:: Input ::

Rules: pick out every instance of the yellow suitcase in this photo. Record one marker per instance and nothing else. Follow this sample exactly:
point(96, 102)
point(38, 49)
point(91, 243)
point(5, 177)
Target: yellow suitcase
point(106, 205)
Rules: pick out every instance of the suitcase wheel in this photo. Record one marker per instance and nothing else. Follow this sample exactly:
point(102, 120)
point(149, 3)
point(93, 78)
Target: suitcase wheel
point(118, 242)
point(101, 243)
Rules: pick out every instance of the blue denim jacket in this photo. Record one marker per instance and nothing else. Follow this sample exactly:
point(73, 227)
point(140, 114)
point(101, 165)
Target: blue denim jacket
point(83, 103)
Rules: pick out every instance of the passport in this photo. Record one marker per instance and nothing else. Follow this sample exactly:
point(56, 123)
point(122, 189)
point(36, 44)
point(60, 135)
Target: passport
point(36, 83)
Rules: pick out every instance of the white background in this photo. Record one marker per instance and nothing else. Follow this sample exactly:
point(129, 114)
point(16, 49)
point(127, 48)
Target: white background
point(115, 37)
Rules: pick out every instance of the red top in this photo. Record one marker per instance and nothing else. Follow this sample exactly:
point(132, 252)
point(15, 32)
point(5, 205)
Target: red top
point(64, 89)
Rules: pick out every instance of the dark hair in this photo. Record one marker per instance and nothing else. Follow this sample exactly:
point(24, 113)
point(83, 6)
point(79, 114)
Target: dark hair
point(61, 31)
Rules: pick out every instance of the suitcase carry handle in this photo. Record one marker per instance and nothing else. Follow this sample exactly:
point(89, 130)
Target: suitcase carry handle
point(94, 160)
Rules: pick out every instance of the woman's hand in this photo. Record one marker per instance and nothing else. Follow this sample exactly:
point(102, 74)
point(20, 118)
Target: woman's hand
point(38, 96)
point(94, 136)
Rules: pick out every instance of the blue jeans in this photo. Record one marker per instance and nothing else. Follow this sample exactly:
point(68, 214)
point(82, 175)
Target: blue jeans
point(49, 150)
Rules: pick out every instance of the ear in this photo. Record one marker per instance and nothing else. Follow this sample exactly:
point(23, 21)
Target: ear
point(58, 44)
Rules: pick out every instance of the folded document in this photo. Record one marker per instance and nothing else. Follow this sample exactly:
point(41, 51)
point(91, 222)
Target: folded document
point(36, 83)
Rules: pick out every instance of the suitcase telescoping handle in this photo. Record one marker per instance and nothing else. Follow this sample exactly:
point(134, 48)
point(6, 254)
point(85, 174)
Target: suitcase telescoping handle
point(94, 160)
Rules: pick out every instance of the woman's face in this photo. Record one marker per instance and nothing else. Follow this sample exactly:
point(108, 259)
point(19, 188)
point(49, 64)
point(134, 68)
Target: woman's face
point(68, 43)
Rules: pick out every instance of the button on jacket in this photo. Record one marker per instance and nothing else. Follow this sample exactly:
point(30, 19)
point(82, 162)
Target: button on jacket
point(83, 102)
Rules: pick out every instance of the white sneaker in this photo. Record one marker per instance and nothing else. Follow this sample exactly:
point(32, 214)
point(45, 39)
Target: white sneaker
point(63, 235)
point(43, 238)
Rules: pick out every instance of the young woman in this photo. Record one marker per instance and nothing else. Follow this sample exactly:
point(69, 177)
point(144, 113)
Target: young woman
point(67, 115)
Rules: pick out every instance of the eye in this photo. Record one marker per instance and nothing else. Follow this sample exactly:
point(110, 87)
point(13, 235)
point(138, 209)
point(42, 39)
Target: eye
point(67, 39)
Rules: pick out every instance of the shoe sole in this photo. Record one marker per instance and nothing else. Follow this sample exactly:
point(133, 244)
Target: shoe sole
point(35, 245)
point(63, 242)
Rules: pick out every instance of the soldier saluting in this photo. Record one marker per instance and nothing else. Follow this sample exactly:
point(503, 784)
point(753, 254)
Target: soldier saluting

:::

**The request:** Please reproduce all of the items above word for word.

**The answer:**
Rules: pick out every instance of the yellow suitcase in this photo. Record one marker per instance and nothing else. Follow this sample exactly:
point(96, 102)
point(38, 49)
point(91, 243)
point(5, 177)
Target: yellow suitcase
point(106, 205)
Rules: pick out every instance of the suitcase wheel in this photo. Record one marker per instance and nothing else. Follow this sample exactly:
point(102, 120)
point(149, 3)
point(93, 78)
Target: suitcase wheel
point(118, 242)
point(101, 243)
Rules: pick out every instance of the blue denim jacket in this photo. Record one marker per instance and nothing else. Follow this sample exactly:
point(73, 227)
point(140, 114)
point(101, 165)
Target: blue denim jacket
point(83, 103)
Rules: pick out every instance of the passport in this photo. Record one marker per instance and nothing else. Follow this sample exactly:
point(56, 123)
point(122, 189)
point(36, 44)
point(60, 135)
Target: passport
point(36, 83)
Rules: pick out every instance of the white background in this photo. Record one marker per instance and nothing else. Follow this sample exactly:
point(129, 114)
point(16, 49)
point(127, 48)
Target: white background
point(115, 37)
Rules: pick out every instance of the red top in this photo. Record one marker per instance and nothing else. Follow this sample exactly:
point(132, 252)
point(15, 32)
point(5, 205)
Target: red top
point(64, 89)
Rules: pick out every instance of the dark hair in this photo. Record one marker per instance and nothing else. Follow this sample exactly:
point(24, 113)
point(83, 6)
point(79, 114)
Target: dark hair
point(61, 31)
Rules: pick out every instance of the suitcase carry handle in this photo. Record one marker per instance and nothing else. Follow this sample exactly:
point(89, 130)
Target: suitcase carry handle
point(94, 160)
Rules: pick out every instance of the woman's hand in this photo. Record one marker per instance and nothing else. Follow this sample exactly:
point(102, 74)
point(20, 118)
Target: woman's hand
point(38, 96)
point(94, 136)
Rules: pick out every instance of the blue jeans in this photo. Record one marker per instance and nothing else. Follow this sample exactly:
point(68, 214)
point(82, 175)
Target: blue jeans
point(49, 150)
Rules: pick out every instance of the ear in this photo. Record one marker per instance and nothing else. Follow this sample exactly:
point(23, 21)
Target: ear
point(58, 44)
Rules: pick out every instance of the folded document in this photo. Record one marker per instance and nothing else. Follow this sample exactly:
point(41, 51)
point(91, 222)
Target: folded document
point(36, 83)
Rules: pick out every instance of the suitcase telescoping handle in this photo. Record one marker per instance and nothing else. Follow this sample exactly:
point(134, 48)
point(6, 254)
point(85, 174)
Target: suitcase telescoping handle
point(94, 160)
Rules: pick out every instance of the woman's face in this photo. Record one marker per instance and nothing else. Follow this sample exactly:
point(108, 259)
point(19, 188)
point(49, 64)
point(134, 68)
Target: woman's face
point(68, 43)
Rules: pick out every instance of the button on jacket in this photo. Record one marker per instance and nothing else. Follow this sample exactly:
point(30, 19)
point(82, 162)
Target: button on jacket
point(83, 102)
Rules: pick out every instance of the white sneaker in this photo. Record one marker per instance and nothing else. Follow this sample exactly:
point(32, 214)
point(45, 39)
Target: white sneaker
point(63, 235)
point(43, 238)
Rules: pick out every instance of the young woman in this photo. Record one marker per instance and nothing else. Follow this sample exactly:
point(69, 177)
point(144, 113)
Target: young woman
point(67, 115)
Rules: pick out every instance of the eye in this photo. Record one marker per instance and nothing else. Follow this sample exactly:
point(110, 87)
point(13, 235)
point(138, 209)
point(42, 39)
Target: eye
point(67, 39)
Rules: pick out every instance of the shoe sole in this photo. Record one marker per instance and nothing else. Follow this sample exactly:
point(133, 244)
Target: shoe sole
point(35, 245)
point(63, 242)
Rules: pick out every instance of the soldier saluting in this photo. Record one marker per instance and nothing else. Follow this sample exactly:
point(503, 784)
point(753, 254)
Target: soldier saluting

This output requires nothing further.